[Coordinate annotation entries]
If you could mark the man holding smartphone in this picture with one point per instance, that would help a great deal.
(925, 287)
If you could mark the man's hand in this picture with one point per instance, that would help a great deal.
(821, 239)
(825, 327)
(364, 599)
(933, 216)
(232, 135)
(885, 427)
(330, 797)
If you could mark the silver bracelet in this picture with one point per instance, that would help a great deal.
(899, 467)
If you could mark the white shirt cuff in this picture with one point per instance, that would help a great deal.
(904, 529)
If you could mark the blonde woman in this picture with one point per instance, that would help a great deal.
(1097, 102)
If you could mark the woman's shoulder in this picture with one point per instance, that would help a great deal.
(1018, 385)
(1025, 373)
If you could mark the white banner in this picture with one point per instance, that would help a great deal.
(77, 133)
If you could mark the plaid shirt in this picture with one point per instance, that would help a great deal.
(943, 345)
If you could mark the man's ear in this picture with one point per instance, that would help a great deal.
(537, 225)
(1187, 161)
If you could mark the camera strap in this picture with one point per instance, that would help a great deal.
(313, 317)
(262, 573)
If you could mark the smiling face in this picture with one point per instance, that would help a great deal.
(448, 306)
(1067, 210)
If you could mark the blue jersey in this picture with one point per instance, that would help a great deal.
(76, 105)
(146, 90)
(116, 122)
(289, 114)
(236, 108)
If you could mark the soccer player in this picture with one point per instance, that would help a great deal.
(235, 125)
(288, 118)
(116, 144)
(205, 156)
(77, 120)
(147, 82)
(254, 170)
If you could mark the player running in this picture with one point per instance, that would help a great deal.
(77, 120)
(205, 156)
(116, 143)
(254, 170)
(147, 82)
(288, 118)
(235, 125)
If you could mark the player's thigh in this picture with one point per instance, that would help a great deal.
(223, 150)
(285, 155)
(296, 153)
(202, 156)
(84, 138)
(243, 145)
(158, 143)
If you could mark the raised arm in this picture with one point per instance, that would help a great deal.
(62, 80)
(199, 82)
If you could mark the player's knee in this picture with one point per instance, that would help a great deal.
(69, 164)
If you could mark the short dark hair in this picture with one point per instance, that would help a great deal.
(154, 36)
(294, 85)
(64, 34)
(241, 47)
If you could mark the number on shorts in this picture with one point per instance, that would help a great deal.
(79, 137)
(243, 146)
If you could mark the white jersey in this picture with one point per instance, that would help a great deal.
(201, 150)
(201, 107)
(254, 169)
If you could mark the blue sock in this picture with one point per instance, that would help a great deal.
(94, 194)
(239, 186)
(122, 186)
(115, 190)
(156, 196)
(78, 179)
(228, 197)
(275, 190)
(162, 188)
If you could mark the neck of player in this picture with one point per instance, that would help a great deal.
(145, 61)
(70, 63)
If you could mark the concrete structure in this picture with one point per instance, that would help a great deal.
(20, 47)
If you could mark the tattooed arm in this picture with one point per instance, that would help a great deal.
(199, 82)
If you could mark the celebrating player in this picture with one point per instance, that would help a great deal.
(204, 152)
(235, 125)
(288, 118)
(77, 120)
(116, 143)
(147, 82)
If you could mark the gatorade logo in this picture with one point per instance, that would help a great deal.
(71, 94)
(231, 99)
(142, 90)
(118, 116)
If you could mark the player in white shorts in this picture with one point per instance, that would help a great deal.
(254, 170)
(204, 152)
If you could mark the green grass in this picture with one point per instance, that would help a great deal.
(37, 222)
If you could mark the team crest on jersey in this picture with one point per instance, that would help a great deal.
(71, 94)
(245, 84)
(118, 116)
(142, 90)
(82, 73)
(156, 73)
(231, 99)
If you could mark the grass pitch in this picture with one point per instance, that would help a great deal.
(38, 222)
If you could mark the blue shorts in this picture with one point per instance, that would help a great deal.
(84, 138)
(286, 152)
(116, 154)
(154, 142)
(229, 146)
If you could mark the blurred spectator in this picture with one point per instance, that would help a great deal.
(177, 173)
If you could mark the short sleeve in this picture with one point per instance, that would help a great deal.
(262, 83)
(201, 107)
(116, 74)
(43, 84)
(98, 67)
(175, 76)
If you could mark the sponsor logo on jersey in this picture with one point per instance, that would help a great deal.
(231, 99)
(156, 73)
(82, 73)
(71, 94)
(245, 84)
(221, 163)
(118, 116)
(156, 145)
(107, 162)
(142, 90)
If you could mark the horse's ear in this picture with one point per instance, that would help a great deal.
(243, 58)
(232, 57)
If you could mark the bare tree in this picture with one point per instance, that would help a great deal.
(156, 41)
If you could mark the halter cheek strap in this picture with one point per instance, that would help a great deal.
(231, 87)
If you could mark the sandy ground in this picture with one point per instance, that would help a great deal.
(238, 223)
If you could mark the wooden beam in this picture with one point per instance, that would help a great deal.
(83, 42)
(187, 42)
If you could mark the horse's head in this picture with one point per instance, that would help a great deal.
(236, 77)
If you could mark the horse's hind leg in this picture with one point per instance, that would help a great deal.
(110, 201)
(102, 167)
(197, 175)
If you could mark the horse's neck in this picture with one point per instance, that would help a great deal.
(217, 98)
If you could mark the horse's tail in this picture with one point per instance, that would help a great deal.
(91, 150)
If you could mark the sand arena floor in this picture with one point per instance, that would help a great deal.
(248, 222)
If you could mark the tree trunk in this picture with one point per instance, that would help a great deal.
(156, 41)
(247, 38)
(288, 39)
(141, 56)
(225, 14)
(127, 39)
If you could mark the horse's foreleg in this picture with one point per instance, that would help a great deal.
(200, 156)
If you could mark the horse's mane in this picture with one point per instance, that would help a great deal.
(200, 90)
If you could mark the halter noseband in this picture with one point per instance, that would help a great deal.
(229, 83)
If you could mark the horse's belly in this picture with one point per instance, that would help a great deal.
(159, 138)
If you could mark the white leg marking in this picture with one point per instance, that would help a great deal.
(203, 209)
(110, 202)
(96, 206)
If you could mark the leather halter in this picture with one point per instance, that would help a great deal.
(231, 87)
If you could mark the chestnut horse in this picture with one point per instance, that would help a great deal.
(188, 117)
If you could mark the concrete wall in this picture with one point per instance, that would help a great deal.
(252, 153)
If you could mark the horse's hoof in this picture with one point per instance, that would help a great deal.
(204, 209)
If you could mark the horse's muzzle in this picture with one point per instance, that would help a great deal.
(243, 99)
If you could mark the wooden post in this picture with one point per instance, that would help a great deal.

• **Problem to work on**
Could you arrange all the lines above as a Markdown table with the columns "Row" and "Line," numbering each row and leaving out any blank lines?

• **In response**
| Row | Line |
|---|---|
| 1 | If you could mark the man holding smartphone in this picture with one point per instance, that would help a great deal. |
| 2 | (925, 287) |
| 3 | If you could mark the man's hand in this picture with one point per instance, that would help a great deal. |
| 4 | (821, 239) |
| 5 | (825, 327) |
| 6 | (364, 599) |
| 7 | (933, 216) |
| 8 | (232, 135) |
| 9 | (885, 427) |
| 10 | (330, 797) |
| 11 | If you could mark the silver bracelet in this picture with one point per instance, that would help a great deal. |
| 12 | (899, 467) |
| 13 | If you could mark the white shirt cuff in this picture with one point per instance, that would help a great deal. |
| 14 | (904, 529) |
| 15 | If you could mark the blonde woman in this picture with one point per instance, that would help a great deal. |
| 16 | (1097, 102) |
| 17 | If you could mark the woman's shoulder in this picture with one point per instance, that would help a great deal. |
| 18 | (1018, 385) |
| 19 | (1025, 373) |
| 20 | If you could mark the white banner in this picture with one point per instance, that would help a great deal. |
| 21 | (77, 133) |
| 22 | If you could mark the plaid shirt in this picture with one point per instance, that would help a great deal. |
| 23 | (943, 345) |
| 24 | If you could mark the man's ear in this picture with one point per instance, that would help a great deal. |
| 25 | (537, 225) |
| 26 | (1187, 161) |
| 27 | If you could mark the camera strap in this picture with one point per instance, that would help a great deal. |
| 28 | (313, 317) |
| 29 | (262, 573) |
| 30 | If you could mark the smiling face in this picture with one point per instance, that would help a great deal. |
| 31 | (448, 306) |
| 32 | (1067, 210) |
| 33 | If you could mark the blue jersey in this picture with one point per instance, that would help a great deal. |
| 34 | (76, 105) |
| 35 | (146, 90) |
| 36 | (116, 122) |
| 37 | (289, 114) |
| 38 | (236, 108) |
| 39 | If you could mark the soccer player in this picture with one point per instance, that would help a great deal. |
| 40 | (235, 125) |
| 41 | (288, 118) |
| 42 | (116, 144) |
| 43 | (205, 156) |
| 44 | (77, 120) |
| 45 | (147, 82) |
| 46 | (254, 170) |
| 47 | If you could mark the player running in this picture with one point per instance, that would help a great deal. |
| 48 | (77, 120) |
| 49 | (205, 156) |
| 50 | (116, 143) |
| 51 | (254, 170) |
| 52 | (147, 82) |
| 53 | (288, 118) |
| 54 | (235, 125) |
| 55 | If you could mark the player's thigh in this picture with one point per instance, that would help a great deal. |
| 56 | (223, 150) |
| 57 | (285, 155) |
| 58 | (296, 153) |
| 59 | (202, 156) |
| 60 | (84, 138) |
| 61 | (243, 145) |
| 62 | (158, 143) |
| 63 | If you could mark the raised arm in this picture with one point per instance, that would help a great deal. |
| 64 | (62, 80) |
| 65 | (199, 82) |
| 66 | If you could mark the player's knee in this picture with one point per instance, that would help a great deal. |
| 67 | (69, 164) |
| 68 | If you could mark the short dark hair in this picture with one point per instance, that would help a great deal. |
| 69 | (154, 36) |
| 70 | (294, 85) |
| 71 | (64, 34) |
| 72 | (241, 47) |
| 73 | If you could mark the number on shorts in this picture with one point per instance, that would help a great deal. |
| 74 | (79, 137) |
| 75 | (243, 146) |
| 76 | If you could mark the white jersey in this picture with one point per instance, that would help a great deal. |
| 77 | (201, 150) |
| 78 | (201, 107) |
| 79 | (254, 169) |
| 80 | If you could mark the blue sock in this picture with one point per instance, that would help a great deal. |
| 81 | (94, 194) |
| 82 | (239, 186) |
| 83 | (122, 186) |
| 84 | (115, 190) |
| 85 | (156, 196) |
| 86 | (78, 179) |
| 87 | (228, 197) |
| 88 | (275, 190) |
| 89 | (162, 188) |
| 90 | If you could mark the neck of player in this picture with one point per instance, that would help a great deal. |
| 91 | (145, 61) |
| 92 | (70, 63) |
| 93 | If you could mark the concrete structure in this picture with one point per instance, that would help a great deal. |
| 94 | (20, 47) |
| 95 | If you could mark the tattooed arm in this picture with one point per instance, that would help a great deal. |
| 96 | (199, 82) |
| 97 | If you could mark the celebrating player in this picture with one point per instance, that would help a great deal. |
| 98 | (204, 152) |
| 99 | (235, 125) |
| 100 | (288, 118) |
| 101 | (77, 120) |
| 102 | (116, 143) |
| 103 | (147, 82) |
| 104 | If you could mark the gatorade logo in this picture with one point per instance, that would help a great deal. |
| 105 | (71, 94) |
| 106 | (231, 99) |
| 107 | (142, 90) |
| 108 | (118, 116) |
| 109 | If you could mark the player in white shorts in this picture with one point per instance, that would help a great deal. |
| 110 | (254, 170) |
| 111 | (204, 152) |
| 112 | If you could mark the green grass in this picture with one point per instance, that would help a great deal. |
| 113 | (37, 222) |
| 114 | If you could mark the team crest on jersey in this picture with one point per instance, that would help a great deal. |
| 115 | (71, 94) |
| 116 | (245, 84) |
| 117 | (118, 116) |
| 118 | (142, 90) |
| 119 | (82, 73) |
| 120 | (156, 73) |
| 121 | (231, 99) |
| 122 | If you could mark the grass pitch in this picture with one point per instance, that would help a great deal. |
| 123 | (38, 222) |
| 124 | If you could mark the blue shorts in this picture with one point per instance, that would help a great deal. |
| 125 | (84, 138) |
| 126 | (286, 152) |
| 127 | (116, 154) |
| 128 | (154, 142) |
| 129 | (229, 146) |
| 130 | If you could mark the blurred spectator in this picture with one point per instance, that would help a great deal. |
| 131 | (177, 173) |
| 132 | If you could mark the short sleeve in this picture with one point per instance, that would help a great deal. |
| 133 | (262, 83) |
| 134 | (201, 107) |
| 135 | (116, 74) |
| 136 | (43, 84) |
| 137 | (98, 67) |
| 138 | (175, 76) |
| 139 | If you could mark the sponsor logo on jersey in this picture with one point per instance, that would help a great deal. |
| 140 | (231, 99) |
| 141 | (156, 73) |
| 142 | (82, 73) |
| 143 | (71, 94) |
| 144 | (245, 84) |
| 145 | (221, 163) |
| 146 | (118, 116) |
| 147 | (156, 145) |
| 148 | (107, 162) |
| 149 | (142, 90) |
| 150 | If you could mark the horse's ear in this picture with one point per instance, that would help a great deal. |
| 151 | (243, 58) |
| 152 | (232, 57) |
| 153 | If you could mark the bare tree in this picture with one point per instance, that would help a great deal. |
| 154 | (156, 41) |
| 155 | If you could mark the halter cheek strap in this picture with one point per instance, that would help a great deal. |
| 156 | (231, 87) |
| 157 | If you could mark the sandy ground in this picture with one point per instance, that would help a great deal. |
| 158 | (238, 223) |
| 159 | If you could mark the wooden beam in this picture with one point per instance, that would help a great deal. |
| 160 | (83, 42) |
| 161 | (187, 42) |
| 162 | If you could mark the horse's head in this picture with one point per instance, that would help a great deal. |
| 163 | (236, 77) |
| 164 | If you could mark the horse's hind leg in this picture with one point per instance, that would help a great deal. |
| 165 | (110, 201) |
| 166 | (102, 167) |
| 167 | (197, 175) |
| 168 | If you could mark the horse's neck in this picture with one point per instance, that would help a great deal. |
| 169 | (217, 98) |
| 170 | If you could mark the horse's tail in this picture with one point per instance, that would help a great deal. |
| 171 | (91, 150) |
| 172 | If you could mark the sand arena floor in this picture with one point per instance, that would help a great deal. |
| 173 | (248, 222) |
| 174 | If you could mark the tree trunk in this picture with one point per instance, that would help a great deal. |
| 175 | (156, 41) |
| 176 | (247, 38) |
| 177 | (288, 39) |
| 178 | (141, 56) |
| 179 | (225, 14) |
| 180 | (127, 39) |
| 181 | If you could mark the horse's foreleg in this picture with one point per instance, that would help a great deal. |
| 182 | (200, 156) |
| 183 | If you could mark the horse's mane in this picture with one point per instance, that would help a great deal. |
| 184 | (200, 90) |
| 185 | If you could mark the halter noseband in this picture with one point per instance, that would help a great deal. |
| 186 | (229, 83) |
| 187 | If you could mark the horse's belly in this picture with one point per instance, that would help a great deal. |
| 188 | (159, 138) |
| 189 | If you could mark the white leg marking in this picture with one point per instance, that would help a great deal. |
| 190 | (203, 209) |
| 191 | (110, 202) |
| 192 | (96, 206) |
| 193 | If you could mark the leather halter in this picture with one point per instance, that would help a great deal. |
| 194 | (231, 87) |
| 195 | If you could mark the chestnut horse in this picture with one point per instance, that would help a great deal. |
| 196 | (188, 117) |
| 197 | If you could mark the concrete wall in this picture with one point per instance, that would help a great deal. |
| 198 | (252, 153) |
| 199 | If you could mark the horse's hoof in this picture with one point per instance, that would help a great deal. |
| 200 | (204, 209) |
| 201 | If you could mark the horse's muzzle in this picture with one point per instance, that would help a great deal. |
| 202 | (243, 99) |
| 203 | If you could mark the wooden post in this picture with one point per instance, that would help a great deal. |